Transcribe exactly the line containing "Where can the railing" and every line after it, through the end of the records below.

.....

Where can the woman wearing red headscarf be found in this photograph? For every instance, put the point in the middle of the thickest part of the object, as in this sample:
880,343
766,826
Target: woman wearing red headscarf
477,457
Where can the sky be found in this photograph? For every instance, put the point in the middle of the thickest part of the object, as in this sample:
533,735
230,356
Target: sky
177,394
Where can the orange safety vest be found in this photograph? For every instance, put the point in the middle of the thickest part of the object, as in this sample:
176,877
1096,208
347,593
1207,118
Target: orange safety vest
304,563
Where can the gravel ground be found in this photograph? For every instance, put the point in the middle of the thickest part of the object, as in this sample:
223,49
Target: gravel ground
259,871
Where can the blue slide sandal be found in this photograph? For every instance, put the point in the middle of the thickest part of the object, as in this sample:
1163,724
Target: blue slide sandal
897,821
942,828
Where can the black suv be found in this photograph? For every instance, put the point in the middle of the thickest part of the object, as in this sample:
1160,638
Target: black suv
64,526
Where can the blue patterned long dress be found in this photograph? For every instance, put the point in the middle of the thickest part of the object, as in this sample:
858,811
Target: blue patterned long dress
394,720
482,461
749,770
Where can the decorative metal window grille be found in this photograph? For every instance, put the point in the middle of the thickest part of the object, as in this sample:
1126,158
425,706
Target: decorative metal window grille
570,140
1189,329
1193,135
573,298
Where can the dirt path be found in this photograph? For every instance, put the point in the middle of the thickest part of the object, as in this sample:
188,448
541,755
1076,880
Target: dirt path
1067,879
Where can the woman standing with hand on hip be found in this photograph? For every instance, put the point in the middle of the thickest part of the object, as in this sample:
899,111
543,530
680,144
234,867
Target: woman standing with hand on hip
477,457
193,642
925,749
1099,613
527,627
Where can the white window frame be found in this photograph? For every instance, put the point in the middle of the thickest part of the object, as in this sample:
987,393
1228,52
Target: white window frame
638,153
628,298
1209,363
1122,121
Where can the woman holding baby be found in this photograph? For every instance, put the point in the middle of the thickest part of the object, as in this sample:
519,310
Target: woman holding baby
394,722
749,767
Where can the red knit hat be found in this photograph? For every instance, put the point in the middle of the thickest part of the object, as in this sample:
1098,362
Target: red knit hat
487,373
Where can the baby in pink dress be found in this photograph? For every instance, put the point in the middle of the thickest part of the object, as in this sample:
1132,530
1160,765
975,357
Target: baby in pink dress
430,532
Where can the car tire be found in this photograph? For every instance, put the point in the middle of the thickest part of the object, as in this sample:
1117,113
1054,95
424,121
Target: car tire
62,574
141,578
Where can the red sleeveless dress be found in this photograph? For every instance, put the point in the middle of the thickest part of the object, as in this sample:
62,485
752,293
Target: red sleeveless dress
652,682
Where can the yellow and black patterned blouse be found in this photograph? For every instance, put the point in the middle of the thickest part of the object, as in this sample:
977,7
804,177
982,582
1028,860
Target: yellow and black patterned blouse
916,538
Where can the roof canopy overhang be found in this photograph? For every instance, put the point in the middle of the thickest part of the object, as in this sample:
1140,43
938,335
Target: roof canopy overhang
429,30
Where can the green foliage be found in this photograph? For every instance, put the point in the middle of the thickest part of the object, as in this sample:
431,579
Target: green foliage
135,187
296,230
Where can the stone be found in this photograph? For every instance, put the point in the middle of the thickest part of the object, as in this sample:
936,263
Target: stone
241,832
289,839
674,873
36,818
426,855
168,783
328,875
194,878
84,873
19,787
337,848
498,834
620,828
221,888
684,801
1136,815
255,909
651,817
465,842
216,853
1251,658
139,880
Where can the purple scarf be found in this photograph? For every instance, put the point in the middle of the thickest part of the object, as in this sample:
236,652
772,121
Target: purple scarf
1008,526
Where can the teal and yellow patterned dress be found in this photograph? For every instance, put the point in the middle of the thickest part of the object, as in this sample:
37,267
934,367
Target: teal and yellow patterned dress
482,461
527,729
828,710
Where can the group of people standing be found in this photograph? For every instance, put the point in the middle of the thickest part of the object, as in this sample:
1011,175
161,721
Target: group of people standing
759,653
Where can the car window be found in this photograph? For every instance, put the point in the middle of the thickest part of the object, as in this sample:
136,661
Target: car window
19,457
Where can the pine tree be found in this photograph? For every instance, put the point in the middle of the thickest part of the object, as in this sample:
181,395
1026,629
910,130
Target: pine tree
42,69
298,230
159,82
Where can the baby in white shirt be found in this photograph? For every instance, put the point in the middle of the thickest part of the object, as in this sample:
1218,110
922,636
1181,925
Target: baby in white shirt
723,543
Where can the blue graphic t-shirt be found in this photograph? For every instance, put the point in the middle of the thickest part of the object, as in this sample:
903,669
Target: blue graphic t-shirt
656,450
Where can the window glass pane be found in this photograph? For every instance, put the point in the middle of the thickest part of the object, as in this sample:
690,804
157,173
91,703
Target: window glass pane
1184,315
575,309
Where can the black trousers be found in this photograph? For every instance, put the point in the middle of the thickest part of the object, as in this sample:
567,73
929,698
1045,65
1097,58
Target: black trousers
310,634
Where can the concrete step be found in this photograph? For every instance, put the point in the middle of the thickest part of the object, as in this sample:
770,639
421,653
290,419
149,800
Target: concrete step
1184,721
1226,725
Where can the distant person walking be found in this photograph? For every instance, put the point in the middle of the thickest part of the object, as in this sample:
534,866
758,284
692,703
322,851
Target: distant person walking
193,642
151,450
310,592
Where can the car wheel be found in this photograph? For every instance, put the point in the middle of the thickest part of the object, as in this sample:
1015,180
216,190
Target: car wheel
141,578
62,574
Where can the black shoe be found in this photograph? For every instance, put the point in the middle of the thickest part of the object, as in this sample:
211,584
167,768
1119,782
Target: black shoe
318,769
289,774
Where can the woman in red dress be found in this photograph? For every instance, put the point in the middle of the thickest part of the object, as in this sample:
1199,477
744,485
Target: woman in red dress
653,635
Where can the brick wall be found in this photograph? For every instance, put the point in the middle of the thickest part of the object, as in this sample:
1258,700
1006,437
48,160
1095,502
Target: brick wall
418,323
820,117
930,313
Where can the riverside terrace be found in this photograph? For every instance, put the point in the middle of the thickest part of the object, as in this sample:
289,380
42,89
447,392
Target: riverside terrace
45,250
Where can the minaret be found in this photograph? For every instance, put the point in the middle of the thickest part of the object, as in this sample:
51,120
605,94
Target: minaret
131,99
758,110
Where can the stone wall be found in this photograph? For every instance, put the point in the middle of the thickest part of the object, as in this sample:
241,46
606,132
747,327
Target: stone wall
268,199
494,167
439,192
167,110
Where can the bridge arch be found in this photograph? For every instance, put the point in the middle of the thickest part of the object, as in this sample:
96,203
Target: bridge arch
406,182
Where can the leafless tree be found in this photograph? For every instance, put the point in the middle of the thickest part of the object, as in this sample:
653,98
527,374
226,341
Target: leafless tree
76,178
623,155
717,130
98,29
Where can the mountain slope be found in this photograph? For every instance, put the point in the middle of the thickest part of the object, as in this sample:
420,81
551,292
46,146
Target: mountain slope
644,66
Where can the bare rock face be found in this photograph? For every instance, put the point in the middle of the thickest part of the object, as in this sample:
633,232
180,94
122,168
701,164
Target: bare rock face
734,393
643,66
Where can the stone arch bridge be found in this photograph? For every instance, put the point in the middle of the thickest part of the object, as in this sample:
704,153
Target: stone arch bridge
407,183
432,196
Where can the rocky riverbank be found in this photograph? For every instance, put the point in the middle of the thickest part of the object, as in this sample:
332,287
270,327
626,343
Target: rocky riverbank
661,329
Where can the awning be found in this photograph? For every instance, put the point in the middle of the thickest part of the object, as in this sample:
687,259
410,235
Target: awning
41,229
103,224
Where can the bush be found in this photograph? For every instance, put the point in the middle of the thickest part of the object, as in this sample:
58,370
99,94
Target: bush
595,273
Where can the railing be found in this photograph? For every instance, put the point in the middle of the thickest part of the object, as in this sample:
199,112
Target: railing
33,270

.....

• ANSWER SECTION:
Where can the railing be found in this photograph? For every instance, put the point in the middle of the thickest part of the object, as in this sample:
199,112
Target: railing
33,270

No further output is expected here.